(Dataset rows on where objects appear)

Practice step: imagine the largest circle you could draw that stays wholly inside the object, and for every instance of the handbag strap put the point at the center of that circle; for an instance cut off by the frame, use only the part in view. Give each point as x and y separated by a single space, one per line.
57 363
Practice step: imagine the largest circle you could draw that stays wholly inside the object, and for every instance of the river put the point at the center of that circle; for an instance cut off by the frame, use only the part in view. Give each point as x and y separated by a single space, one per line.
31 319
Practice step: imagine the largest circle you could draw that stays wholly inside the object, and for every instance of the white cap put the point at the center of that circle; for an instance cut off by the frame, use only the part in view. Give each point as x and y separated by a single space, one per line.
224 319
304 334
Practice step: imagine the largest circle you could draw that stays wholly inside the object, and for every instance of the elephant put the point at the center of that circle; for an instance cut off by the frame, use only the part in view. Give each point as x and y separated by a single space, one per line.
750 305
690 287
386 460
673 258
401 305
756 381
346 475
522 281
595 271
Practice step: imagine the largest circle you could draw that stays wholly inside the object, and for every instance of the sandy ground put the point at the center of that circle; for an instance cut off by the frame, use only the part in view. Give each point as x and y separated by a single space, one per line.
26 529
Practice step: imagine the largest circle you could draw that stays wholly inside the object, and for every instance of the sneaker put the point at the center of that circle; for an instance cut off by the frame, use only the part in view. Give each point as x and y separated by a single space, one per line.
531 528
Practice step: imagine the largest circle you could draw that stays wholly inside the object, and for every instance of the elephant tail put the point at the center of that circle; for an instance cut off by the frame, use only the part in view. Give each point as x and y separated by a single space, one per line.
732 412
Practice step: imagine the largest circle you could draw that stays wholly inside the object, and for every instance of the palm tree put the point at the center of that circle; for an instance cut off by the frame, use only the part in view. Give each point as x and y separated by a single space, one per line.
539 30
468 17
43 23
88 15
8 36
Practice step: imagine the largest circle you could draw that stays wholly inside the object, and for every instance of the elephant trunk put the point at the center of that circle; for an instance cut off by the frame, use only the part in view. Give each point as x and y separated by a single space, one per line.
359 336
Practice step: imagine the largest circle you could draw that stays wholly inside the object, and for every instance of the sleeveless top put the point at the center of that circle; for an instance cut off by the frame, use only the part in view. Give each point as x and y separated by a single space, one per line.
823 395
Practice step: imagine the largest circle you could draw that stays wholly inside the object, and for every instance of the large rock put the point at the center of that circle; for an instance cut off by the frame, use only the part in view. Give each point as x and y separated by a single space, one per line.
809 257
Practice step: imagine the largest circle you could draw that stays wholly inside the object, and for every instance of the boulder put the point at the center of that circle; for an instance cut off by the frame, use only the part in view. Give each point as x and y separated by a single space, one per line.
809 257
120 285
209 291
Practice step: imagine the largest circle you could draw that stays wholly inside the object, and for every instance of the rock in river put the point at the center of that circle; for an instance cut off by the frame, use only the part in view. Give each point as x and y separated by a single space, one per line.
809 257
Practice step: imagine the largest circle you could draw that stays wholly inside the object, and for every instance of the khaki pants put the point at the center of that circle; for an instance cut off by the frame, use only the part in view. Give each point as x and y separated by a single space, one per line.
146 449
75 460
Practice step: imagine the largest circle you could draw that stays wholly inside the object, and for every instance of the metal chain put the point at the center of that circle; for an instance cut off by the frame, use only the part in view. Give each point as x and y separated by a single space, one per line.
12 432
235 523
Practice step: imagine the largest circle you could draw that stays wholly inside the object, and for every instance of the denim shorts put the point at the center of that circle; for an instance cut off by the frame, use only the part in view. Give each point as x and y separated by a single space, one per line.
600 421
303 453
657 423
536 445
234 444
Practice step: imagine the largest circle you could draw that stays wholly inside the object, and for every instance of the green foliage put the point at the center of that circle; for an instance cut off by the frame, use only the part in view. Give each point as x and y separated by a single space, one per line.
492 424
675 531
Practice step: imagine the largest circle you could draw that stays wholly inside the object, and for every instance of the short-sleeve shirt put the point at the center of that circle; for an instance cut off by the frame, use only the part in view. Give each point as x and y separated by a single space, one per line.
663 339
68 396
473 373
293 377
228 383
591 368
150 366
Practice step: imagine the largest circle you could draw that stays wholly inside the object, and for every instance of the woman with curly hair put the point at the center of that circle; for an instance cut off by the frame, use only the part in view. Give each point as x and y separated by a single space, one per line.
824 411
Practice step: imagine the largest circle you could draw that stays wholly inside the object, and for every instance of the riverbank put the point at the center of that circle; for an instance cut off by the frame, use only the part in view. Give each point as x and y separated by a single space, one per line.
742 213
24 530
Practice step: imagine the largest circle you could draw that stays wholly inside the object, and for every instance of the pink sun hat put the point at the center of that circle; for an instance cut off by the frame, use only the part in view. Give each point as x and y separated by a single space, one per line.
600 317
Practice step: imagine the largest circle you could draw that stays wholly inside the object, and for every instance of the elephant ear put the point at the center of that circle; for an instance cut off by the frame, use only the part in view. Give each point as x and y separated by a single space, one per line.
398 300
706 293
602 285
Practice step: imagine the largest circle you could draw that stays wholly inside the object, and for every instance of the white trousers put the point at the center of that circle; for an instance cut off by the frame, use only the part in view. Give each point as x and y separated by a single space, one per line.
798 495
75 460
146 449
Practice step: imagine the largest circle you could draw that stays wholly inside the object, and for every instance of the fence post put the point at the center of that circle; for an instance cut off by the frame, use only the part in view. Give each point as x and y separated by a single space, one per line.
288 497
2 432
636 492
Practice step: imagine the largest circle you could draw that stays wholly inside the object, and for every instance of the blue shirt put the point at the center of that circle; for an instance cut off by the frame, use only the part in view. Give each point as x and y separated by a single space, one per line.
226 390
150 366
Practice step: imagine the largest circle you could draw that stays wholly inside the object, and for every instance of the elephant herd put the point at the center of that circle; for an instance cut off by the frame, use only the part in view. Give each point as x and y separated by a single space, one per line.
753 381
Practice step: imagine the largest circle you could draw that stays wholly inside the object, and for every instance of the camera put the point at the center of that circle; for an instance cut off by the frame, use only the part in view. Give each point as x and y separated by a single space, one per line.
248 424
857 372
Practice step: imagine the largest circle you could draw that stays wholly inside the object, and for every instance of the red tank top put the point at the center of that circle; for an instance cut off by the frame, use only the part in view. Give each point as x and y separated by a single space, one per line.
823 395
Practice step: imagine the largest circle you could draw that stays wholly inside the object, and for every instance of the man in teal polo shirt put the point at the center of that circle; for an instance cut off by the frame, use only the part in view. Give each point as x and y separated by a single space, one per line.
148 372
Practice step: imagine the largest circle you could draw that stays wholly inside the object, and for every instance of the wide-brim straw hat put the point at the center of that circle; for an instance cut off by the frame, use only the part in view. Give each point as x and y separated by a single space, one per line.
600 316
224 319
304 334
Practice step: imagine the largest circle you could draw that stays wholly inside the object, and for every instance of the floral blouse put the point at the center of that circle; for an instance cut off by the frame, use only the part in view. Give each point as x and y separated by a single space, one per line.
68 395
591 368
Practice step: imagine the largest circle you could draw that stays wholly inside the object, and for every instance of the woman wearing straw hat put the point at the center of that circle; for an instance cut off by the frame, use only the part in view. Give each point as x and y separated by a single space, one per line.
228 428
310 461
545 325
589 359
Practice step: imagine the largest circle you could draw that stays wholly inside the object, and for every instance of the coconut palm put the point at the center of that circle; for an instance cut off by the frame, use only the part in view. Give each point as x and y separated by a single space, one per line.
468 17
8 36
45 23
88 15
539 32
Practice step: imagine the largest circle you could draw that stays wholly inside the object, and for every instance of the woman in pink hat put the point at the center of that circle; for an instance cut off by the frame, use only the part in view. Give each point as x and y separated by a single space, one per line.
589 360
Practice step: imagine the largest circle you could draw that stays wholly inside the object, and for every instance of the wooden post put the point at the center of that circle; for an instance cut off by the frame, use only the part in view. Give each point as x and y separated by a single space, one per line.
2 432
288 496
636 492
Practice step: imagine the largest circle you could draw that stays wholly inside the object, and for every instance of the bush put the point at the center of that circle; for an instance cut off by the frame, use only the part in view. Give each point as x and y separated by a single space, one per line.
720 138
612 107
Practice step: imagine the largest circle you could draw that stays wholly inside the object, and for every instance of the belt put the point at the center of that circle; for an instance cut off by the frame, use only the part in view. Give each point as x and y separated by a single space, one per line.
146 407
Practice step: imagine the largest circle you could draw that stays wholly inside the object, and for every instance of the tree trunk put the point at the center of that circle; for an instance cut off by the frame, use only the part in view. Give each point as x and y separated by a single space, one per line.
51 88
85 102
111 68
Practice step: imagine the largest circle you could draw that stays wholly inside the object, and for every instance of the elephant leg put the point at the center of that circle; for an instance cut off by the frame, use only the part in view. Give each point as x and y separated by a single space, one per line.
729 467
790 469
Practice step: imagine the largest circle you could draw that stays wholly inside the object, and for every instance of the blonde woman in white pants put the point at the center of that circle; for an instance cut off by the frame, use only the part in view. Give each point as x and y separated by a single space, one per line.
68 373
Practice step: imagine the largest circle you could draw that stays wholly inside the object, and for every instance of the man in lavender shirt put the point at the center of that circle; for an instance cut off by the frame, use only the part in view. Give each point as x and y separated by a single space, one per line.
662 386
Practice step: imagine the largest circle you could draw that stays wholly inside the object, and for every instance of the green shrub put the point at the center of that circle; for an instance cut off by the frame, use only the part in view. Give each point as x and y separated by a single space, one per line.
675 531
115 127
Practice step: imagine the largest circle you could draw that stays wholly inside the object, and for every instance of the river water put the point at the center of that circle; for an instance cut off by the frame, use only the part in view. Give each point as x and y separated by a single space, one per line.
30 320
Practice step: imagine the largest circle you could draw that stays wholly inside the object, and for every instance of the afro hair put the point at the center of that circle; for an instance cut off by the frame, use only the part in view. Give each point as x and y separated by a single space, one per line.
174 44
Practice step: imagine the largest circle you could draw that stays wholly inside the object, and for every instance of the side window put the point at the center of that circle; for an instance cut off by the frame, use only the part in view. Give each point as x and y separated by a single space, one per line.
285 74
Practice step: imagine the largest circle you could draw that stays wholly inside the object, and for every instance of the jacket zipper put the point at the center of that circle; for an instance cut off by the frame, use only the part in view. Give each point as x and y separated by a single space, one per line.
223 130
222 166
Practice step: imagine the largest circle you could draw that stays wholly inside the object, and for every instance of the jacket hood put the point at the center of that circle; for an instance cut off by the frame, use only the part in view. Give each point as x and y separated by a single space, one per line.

### The request
Find the line that contains "the jacket zipper" in the listing above. Retype it and every line after it up to the last, exactly, and nothing else.

### Complete answer
Practice step: imagine the largest circle you could draw that stays wholly inside the object, and for every instance of the jacket zipper put the point at the center of that circle; for an instance cut off by the frame, use only the part in view. Give each point as x and y separated by a single space, one per line.
223 130
222 166
Practice step: imagine the largest circle you could draw that stays wholly inside the object, and for every instance of the jacket hood put the point at the center of that circle; for an instance cut off by the frame, use only the part in view. Give each point as x and y separated by a single space, one per line.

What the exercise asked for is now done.